◆ **Exercise requirements**: Reproduce the readers' letters text below in full, word for word and with its original punctuation and line breaks.

Write to letters@thenewworld.co.uk to have your views voiced in the magazine

Donald Trump. Photo: Joe Raedle/Getty Images

Re: “Supreme misleader”, TNW #474

I looked at your cover once, twice and three times before I worked out what you had done. It’s deeply disturbing (and brilliant).

What the hell are you trying to do, give us all even worse nightmares?
Martin Griffiths

Re: “Bombing for the bloodline” by Matthew d’Ancona, TNW #474

Most of the commentaries of Trump’s behaviour that I have seen focus on the lack of strategy or the short-term headline-grabbing behaviour of someone obsessed by his need to be in the news, and on the incoherence of his behaviour. This article offers a cogent explanation of his actions and behaviours. They are anti-democratic, corrupt and obscene, but this article demonstrates a clear coherence.

◆ **Given data**:

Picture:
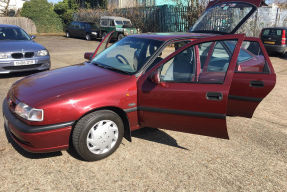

◆ **Written answer**:
Write to letters@thenewworld.co.uk to have your views voiced in the magazine

Donald Trump. Photo: Joe Raedle/Getty Images

Re: “Supreme misleader”, TNW #474

I looked at your cover once, twice and three times before I worked out what you had done. It’s deeply disturbing (and brilliant).

What the hell are you trying to do, give us all even worse nightmares?
Martin Griffiths

Re: “Bombing for the bloodline” by Matthew d’Ancona, TNW #474

Most of the commentaries of Trump’s behaviour that I have seen focus on the lack of strategy or the short-term headline-grabbing behaviour of someone obsessed by his need to be in the news, and on the incoherence of his behaviour. This article offers a cogent explanation of his actions and behaviours. They are anti-democratic, corrupt and obscene, but this article demonstrates a clear coherence.